== SEITENAUSZUG ==
Wir haben fünf Berlinerinnen und Berliner nach ihren schlimmsten Erfahrungen mit Vermietern gefragt.

Lilliån, 22, Wedding

Lilliån

"Seit ich vor drei Jahren nach Berlin gekommen bin, wohne ich in einer Altbauwohnung im Wedding. Das Haus wurde bisher jedes Jahr an einen neuen Vermieter verkauft. Gerade ist eine Tochterfirma einer großen Wohnungsgesellschaft die Hausverwaltung. Vor zwei Jahren bin ich im Sommer morgens aufgewacht und habe ein Tröpfeln gehört. Ich habe einen Erker. Dort lief das Wasser runter, in die Wohnung hinein. Wegen einer Renovierung in der Wohnung über mir waren Handwerker im Haus. Die haben sich das angeschaut und meinten, sie kümmern sich drum. Das 'Kümmern' war dann, dass sie eine große Plane, wie man sie von Festivals kennt, über den Balkon meiner Nachbarn gehängt haben. Dann sind sie gegangen.

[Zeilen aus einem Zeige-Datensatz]
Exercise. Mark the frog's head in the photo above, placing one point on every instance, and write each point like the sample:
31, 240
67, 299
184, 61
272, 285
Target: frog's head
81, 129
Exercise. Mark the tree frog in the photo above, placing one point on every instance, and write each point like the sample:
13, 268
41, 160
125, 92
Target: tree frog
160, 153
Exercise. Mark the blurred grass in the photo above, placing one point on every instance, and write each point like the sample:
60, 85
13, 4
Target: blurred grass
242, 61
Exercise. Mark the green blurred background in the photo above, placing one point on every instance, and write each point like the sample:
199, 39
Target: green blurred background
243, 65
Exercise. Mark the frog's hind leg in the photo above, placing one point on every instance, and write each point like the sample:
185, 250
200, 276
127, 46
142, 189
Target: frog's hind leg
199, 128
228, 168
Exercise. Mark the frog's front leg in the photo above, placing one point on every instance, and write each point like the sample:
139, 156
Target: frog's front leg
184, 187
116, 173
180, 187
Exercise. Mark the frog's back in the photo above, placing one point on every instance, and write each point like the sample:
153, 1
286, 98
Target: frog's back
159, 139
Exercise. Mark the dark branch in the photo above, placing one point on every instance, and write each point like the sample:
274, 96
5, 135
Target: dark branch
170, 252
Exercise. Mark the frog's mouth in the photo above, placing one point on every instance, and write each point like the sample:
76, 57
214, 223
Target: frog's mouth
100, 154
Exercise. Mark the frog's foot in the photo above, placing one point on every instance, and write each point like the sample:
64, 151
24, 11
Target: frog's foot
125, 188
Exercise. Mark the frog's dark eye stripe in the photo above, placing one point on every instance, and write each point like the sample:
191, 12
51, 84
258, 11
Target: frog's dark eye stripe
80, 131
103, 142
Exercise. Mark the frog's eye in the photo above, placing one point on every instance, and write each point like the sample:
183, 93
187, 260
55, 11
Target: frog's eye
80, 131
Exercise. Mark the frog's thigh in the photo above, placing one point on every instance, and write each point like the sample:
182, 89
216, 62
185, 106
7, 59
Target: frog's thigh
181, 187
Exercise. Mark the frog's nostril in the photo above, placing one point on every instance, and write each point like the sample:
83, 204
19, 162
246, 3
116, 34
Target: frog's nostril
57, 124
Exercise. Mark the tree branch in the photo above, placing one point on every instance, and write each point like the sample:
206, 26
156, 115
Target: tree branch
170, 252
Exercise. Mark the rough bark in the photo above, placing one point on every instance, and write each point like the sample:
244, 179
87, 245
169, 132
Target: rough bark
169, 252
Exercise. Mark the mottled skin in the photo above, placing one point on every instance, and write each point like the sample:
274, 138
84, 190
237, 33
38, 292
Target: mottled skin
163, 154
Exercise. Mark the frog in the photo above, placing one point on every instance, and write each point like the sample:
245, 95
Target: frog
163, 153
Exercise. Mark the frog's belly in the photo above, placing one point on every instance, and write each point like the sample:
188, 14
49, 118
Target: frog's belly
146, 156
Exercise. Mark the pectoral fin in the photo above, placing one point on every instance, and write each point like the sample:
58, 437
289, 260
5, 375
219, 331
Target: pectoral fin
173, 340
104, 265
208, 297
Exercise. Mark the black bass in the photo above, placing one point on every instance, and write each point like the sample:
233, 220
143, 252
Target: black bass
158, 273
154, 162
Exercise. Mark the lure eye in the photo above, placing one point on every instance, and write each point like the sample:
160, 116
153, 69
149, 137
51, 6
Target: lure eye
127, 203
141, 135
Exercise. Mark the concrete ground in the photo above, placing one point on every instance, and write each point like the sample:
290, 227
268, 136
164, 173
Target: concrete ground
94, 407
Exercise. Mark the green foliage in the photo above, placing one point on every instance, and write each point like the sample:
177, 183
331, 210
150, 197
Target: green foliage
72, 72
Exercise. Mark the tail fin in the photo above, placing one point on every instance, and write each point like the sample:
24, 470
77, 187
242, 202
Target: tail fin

== AUFGABEN ==
1. Fasse im Text über Erfahrungen mit Vermietern den Absatz, der mit „Seit ich vor drei Jahren“ beginnt, als knappe Stichpunktliste zusammen.
2. Wie viele Personen wurden laut dem Text über Erfahrungen mit Vermietern befragt?
3. Führe den Text über Erfahrungen mit Vermietern nach dem letzten gezeigten Satz fort.

== ERWARTETE ERGEBNISSE ==
1.
- Wohnt seit der Ankunft in Berlin vor drei Jahren in einer Altbauwohnung im Wedding.
- Das Haus wurde bisher jedes Jahr an einen neuen Vermieter verkauft. Derzeit ist eine Tochterfirma einer großen Wohnungsgesellschaft die Hausverwaltung.
- Vor zwei Jahren lief an einem Sommermorgen im Erker Wasser in die Wohnung.
- Handwerker, die wegen einer Renovierung der Wohnung darüber im Haus waren, sahen es sich an und versprachen, sich darum zu kümmern.
- Sie hängten nur eine große Plane über den Balkon der Nachbarn und gingen dann.

2. Fünf Berlinerinnen und Berliner.

3.
Regen und Sturm wurden immer stärker und die Plane wurde weggeweht. Aus dem kleinen Teich, der sich in meinem Wohnzimmer gebildet hatte, wurde ein See. Dann sind die Handwerker wieder gekommen und haben ein bisschen aufgewischt. Die Hausverwaltung hat den Wetterbericht gecheckt und meinte: 'Das wird die nächsten Tage besser.' Es wurde nicht besser.

Außerdem hatten wir eine Rattenplage im Keller. Am Eingang ist ein fettes Schild, das vor Ratten und giftigen Rattenfallen warnt. Darauf steht: Betreten auf eigene Gefahr. Die Wohnungen sind außerdem nur mit dünnen Gipswänden getrennt. Bei meinen Nachbarn ist eine davon komplett umgefallen. Da ragt jetzt eine Steckdose heraus, das sieht gefährlich aus. Da hieß es von der Hausverwaltung nur: 'Stellen sie was davor, dann sieht man das nicht so.'"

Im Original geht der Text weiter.